- Supplied material:

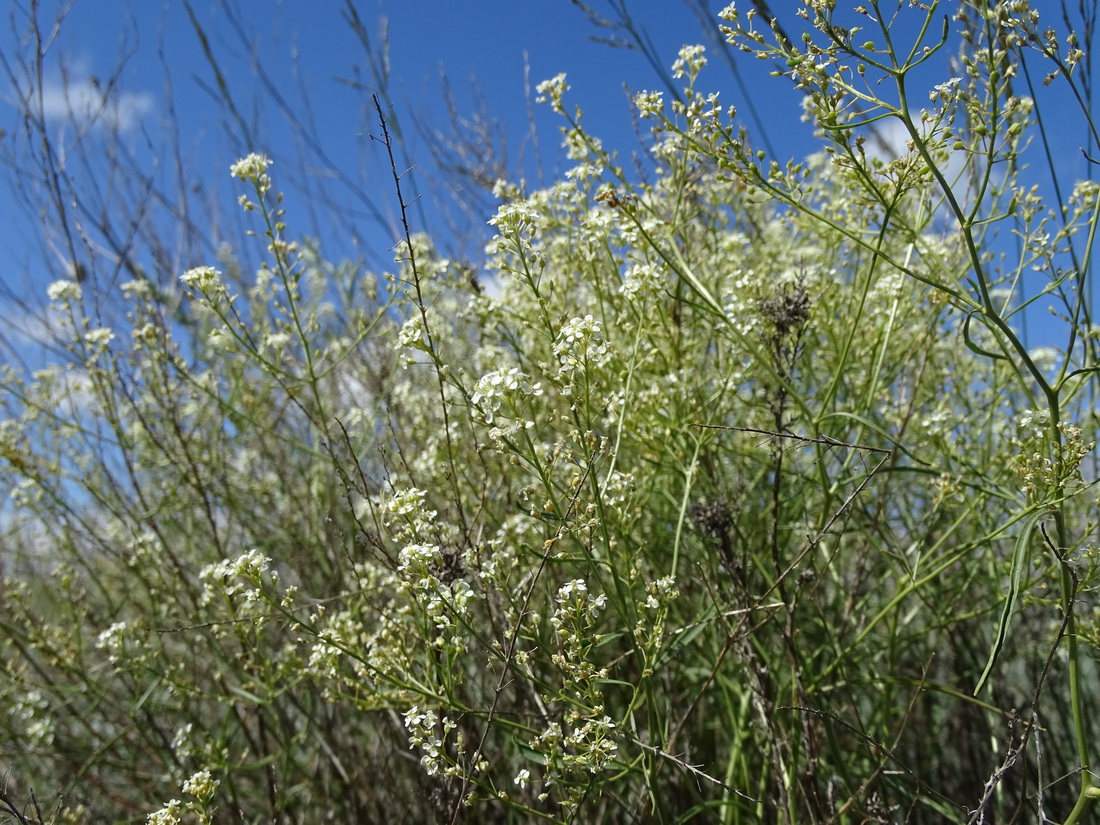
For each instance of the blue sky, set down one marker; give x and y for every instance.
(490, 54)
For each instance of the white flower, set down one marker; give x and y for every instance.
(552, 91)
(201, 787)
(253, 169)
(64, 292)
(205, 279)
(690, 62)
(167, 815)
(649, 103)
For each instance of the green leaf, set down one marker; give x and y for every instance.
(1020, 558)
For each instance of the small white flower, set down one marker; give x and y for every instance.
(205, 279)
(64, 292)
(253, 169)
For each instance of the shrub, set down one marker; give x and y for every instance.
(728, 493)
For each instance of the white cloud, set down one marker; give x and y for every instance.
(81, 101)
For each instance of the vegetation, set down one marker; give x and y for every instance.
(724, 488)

---

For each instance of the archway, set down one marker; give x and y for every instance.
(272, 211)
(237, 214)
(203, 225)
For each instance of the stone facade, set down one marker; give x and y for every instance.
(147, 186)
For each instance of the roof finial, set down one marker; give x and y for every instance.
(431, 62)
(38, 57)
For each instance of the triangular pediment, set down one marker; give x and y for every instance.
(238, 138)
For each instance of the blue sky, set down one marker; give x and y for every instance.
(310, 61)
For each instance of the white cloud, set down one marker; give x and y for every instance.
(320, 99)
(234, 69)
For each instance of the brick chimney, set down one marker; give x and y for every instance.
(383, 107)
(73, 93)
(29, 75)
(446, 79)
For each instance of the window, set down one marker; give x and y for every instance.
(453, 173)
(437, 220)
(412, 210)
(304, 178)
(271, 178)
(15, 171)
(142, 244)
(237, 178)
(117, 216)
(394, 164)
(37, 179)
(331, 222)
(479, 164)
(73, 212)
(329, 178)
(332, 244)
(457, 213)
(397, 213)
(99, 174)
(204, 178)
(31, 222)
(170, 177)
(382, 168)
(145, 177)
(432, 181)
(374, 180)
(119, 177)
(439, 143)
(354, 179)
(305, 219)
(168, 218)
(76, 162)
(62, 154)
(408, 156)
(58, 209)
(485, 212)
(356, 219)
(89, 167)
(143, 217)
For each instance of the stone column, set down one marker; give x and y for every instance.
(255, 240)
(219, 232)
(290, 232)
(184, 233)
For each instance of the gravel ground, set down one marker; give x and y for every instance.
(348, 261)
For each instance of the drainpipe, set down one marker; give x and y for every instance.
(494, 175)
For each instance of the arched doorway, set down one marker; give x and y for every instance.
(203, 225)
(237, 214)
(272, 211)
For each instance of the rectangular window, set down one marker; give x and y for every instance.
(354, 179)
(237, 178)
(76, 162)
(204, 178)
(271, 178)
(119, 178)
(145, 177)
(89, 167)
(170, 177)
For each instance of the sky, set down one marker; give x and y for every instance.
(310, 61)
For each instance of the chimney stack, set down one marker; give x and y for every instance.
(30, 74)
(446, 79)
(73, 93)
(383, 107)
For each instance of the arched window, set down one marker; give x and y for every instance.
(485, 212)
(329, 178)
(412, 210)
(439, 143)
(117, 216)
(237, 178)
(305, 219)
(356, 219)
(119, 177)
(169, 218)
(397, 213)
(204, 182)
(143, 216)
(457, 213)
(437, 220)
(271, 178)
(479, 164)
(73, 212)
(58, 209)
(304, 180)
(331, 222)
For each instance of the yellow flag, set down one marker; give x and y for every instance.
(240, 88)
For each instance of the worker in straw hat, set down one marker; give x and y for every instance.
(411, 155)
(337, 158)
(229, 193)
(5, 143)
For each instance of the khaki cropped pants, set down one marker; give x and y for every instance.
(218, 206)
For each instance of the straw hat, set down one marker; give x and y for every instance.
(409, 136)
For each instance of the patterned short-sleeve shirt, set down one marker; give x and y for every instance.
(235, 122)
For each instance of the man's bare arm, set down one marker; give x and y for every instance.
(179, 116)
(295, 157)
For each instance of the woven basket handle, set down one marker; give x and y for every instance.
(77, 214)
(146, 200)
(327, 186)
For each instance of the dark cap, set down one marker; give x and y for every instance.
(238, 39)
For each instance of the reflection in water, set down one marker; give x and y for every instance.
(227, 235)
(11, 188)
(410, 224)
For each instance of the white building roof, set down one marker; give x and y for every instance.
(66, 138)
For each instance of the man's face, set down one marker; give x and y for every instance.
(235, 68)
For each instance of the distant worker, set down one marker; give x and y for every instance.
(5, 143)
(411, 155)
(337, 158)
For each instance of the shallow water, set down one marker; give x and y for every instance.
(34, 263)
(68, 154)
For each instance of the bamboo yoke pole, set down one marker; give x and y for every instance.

- Aim of the exercise:
Reproduce word for word the stretch of the records from the line containing "For each instance of the man's face, set" through the line containing "For each instance of the bamboo", including both of those lines.

- Completed exercise:
For each instance of the man's face, set down one marker; give x and y for every instance.
(235, 68)
For each instance of the distant worker, set down one marker; give x and y for every instance.
(5, 143)
(411, 155)
(337, 158)
For each instance of the shallow water, set down one marker; give x and y for every instance.
(34, 263)
(68, 154)
For each instance of the bamboo yoke pole, set down one marker; give x and y for every instance.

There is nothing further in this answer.